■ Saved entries

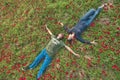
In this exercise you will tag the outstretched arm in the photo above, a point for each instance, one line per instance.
(85, 41)
(78, 37)
(65, 28)
(48, 30)
(69, 49)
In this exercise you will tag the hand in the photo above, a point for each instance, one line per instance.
(93, 42)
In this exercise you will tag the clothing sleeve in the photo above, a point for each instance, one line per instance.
(66, 29)
(95, 15)
(82, 40)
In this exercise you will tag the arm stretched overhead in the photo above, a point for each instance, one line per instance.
(48, 30)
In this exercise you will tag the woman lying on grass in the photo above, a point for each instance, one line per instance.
(82, 25)
(48, 53)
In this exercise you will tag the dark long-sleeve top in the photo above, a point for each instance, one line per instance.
(79, 28)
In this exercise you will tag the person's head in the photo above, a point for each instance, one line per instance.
(70, 38)
(60, 36)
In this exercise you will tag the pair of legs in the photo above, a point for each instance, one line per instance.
(87, 18)
(45, 64)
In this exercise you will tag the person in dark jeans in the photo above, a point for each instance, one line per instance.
(48, 53)
(82, 25)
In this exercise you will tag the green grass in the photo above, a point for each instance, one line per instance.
(23, 36)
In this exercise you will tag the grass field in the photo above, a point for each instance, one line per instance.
(23, 36)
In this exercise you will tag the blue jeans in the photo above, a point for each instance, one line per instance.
(45, 64)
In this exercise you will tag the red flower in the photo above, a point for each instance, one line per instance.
(22, 78)
(104, 73)
(115, 67)
(57, 60)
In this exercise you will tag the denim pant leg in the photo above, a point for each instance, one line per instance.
(45, 64)
(37, 60)
(88, 14)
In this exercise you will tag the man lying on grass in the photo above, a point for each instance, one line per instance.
(82, 25)
(48, 53)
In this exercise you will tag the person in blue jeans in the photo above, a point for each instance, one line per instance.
(82, 25)
(48, 53)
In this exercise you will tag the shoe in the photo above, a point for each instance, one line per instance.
(25, 68)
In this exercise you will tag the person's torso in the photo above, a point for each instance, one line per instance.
(81, 26)
(53, 46)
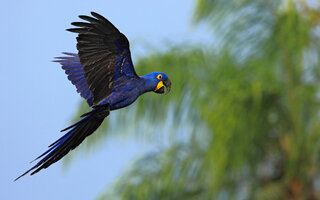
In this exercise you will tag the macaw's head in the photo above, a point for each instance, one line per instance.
(157, 82)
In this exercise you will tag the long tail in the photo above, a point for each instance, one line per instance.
(79, 131)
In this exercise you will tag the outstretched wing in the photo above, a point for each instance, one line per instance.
(104, 53)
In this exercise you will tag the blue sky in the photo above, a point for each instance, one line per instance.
(37, 99)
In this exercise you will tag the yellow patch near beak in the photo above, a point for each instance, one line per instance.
(160, 85)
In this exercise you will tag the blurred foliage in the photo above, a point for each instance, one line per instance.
(255, 108)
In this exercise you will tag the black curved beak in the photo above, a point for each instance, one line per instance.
(167, 83)
(160, 87)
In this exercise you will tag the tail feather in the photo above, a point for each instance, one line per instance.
(71, 139)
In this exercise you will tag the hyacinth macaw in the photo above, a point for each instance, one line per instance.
(104, 75)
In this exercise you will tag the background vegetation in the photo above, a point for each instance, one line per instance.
(242, 120)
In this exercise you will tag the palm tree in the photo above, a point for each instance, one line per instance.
(253, 103)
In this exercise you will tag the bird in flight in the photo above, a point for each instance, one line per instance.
(104, 75)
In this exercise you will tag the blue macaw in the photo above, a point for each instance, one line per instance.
(104, 75)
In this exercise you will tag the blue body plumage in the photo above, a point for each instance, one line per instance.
(104, 75)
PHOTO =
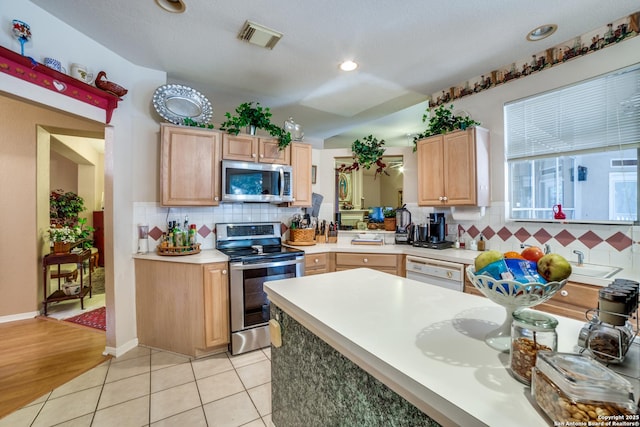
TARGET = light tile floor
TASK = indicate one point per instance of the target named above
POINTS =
(147, 387)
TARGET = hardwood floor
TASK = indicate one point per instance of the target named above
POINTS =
(38, 355)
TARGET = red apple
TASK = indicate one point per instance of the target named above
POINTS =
(532, 253)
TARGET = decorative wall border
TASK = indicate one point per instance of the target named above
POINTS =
(625, 28)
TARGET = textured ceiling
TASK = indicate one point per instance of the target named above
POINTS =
(406, 50)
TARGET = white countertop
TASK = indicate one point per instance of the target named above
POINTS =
(424, 342)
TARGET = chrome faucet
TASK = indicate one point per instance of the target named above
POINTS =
(580, 256)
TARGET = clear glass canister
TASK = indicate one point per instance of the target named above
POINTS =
(531, 332)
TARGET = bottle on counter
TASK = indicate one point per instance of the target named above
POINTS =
(481, 243)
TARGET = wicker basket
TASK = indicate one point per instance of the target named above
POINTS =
(302, 234)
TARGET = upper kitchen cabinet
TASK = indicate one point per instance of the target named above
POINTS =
(251, 148)
(189, 166)
(301, 164)
(453, 169)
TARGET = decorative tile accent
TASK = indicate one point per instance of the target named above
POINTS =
(565, 238)
(155, 233)
(488, 232)
(590, 239)
(620, 241)
(204, 231)
(473, 231)
(505, 234)
(542, 236)
(522, 234)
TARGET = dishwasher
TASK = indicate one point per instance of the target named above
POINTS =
(445, 274)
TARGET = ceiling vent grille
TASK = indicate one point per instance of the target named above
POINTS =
(259, 35)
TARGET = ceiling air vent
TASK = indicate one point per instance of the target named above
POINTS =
(259, 35)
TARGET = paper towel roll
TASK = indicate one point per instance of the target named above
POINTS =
(467, 213)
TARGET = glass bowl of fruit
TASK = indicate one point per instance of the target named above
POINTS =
(516, 283)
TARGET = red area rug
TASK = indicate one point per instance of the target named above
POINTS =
(94, 319)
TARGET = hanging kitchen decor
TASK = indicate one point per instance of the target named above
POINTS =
(367, 153)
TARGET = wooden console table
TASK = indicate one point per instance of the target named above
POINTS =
(70, 258)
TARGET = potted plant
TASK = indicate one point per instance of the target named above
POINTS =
(367, 153)
(389, 219)
(61, 238)
(443, 121)
(255, 117)
(64, 207)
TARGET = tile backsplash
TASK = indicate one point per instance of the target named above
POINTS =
(616, 245)
(205, 218)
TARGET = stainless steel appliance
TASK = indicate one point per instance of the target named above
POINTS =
(445, 274)
(433, 234)
(256, 255)
(256, 182)
(403, 225)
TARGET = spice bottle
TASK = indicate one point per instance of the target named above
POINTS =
(531, 332)
(481, 243)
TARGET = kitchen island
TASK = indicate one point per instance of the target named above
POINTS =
(361, 347)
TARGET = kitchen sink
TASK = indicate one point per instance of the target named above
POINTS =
(593, 270)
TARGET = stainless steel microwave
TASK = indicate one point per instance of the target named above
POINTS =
(256, 182)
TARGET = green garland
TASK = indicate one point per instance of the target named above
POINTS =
(249, 114)
(442, 122)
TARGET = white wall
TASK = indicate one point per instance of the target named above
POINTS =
(130, 144)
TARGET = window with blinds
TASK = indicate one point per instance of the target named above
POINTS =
(577, 147)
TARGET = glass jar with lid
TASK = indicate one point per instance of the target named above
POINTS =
(531, 332)
(573, 389)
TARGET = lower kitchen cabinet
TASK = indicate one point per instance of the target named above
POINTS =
(389, 263)
(183, 308)
(318, 263)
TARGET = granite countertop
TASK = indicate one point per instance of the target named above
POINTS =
(424, 342)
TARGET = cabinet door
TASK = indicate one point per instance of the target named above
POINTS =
(240, 147)
(189, 170)
(216, 305)
(459, 168)
(301, 163)
(268, 152)
(430, 171)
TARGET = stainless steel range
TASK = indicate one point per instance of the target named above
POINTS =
(256, 255)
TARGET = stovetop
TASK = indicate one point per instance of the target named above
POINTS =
(249, 254)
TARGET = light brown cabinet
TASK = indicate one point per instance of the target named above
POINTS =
(183, 308)
(453, 169)
(388, 263)
(250, 148)
(318, 263)
(189, 166)
(301, 164)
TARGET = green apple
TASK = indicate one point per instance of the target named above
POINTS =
(554, 267)
(486, 258)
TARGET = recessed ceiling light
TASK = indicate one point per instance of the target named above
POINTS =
(348, 66)
(542, 32)
(173, 6)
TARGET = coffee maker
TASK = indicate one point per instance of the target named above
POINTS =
(403, 226)
(432, 235)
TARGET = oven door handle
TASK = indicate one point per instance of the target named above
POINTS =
(241, 266)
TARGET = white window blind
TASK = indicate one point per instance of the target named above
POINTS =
(601, 113)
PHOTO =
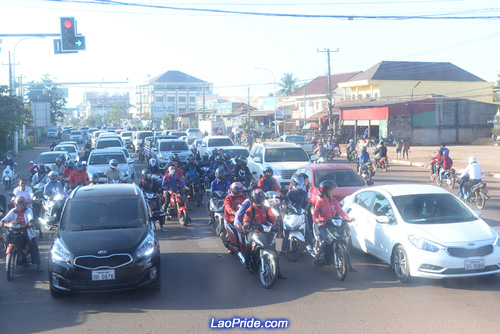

■ HOW TO COMPLETE THIS TASK
Provide only the count of lines within the entries above that include the string "stainless".

■ WRITTEN SOLUTION
3